**Task directions**
Reproduce the whole listing exactly, omitting any picture it holds.

-------------------------

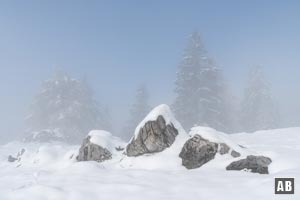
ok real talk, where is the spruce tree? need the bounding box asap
[124,85,151,140]
[25,69,108,143]
[198,59,235,132]
[173,32,233,132]
[240,66,279,132]
[173,32,204,130]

-------------------------

**Answer to the problem**
ok real talk, where is the spruce tree? need the bounding box asap
[124,85,151,140]
[25,69,108,143]
[198,59,235,132]
[173,32,233,132]
[240,66,279,132]
[173,32,204,130]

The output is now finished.